>> BEGIN Passage

Monthly Archives: August 2008

Unsophisticated Olympic Coverage

I have been remiss in my work on Weordan and in posting on this blog in large part due to watching the Olympics too much and at the times that I’m usually the most productive. I have seen the technical analysis done by NBC fail in two different situations which indicate a lack of technical aptitude. To a large degree, it reinforces the notion that while experience is respected, many people get a free ride based upon experience rather than real ability.

The most recent failure that I’ve noticed occurred during the Phelps 100m butterfly win. The people at NBC just stated that Phelps must have won by a fingernail. The fact is that the sensor in the pool is touch activated and can’t be sensitive enough to be triggered by a fingernail touch. Otherwise, water sloshing up against it would set off a false positive. It has to have a significant lack of sensitivity. Cavic might have touched first, but he didn’t touch hard enough to trigger the sensor. Because the sensors are there, the definition of finishing is touching the wall hard enough to trigger it.

>> END Passage
>> BEGIN Material provided

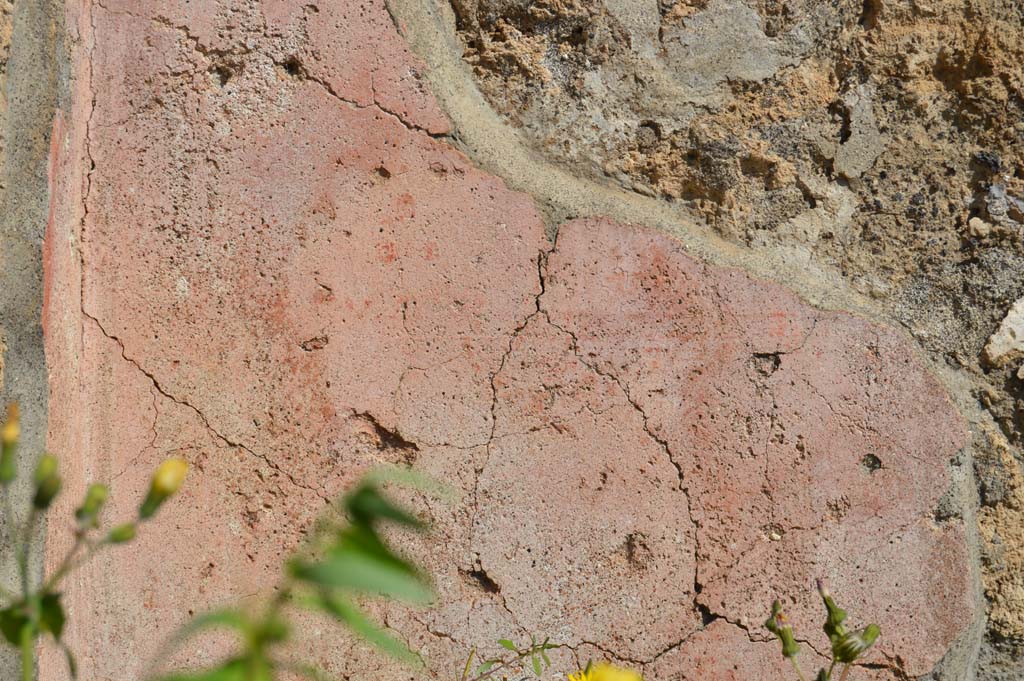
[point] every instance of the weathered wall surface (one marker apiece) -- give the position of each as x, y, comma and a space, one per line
32, 82
287, 247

>> END Material provided

Extend the blog post on NBC's Olympic coverage beyond its last sentence, carrying on from the point about the pool's touch sensor.

The far uglier failure was with the gymnastics competition, especially the men’s. The difficulty portion of the scoring isn’t well calibrated between the events, especially in the men’s competition. This means that scores in certain events are generally higher than in others. Since the competitors are distributed between different stations, their scores aren’t comparable unless they are in the same group or until the end. As I was sitting there listening to the technical commentary where this was being explained and a guess was being made, I was wondering why they didn’t normalize the scores to get an idea of who was leading. This is often done when making fiscal or financial judgements, as different seasons are more active than others. The same could be applied to gymnastics, which would have made it easier to tell what was going on and actually enjoy the race instead of just wonder who was really ahead.

I would be extremely embarrassed if I were them.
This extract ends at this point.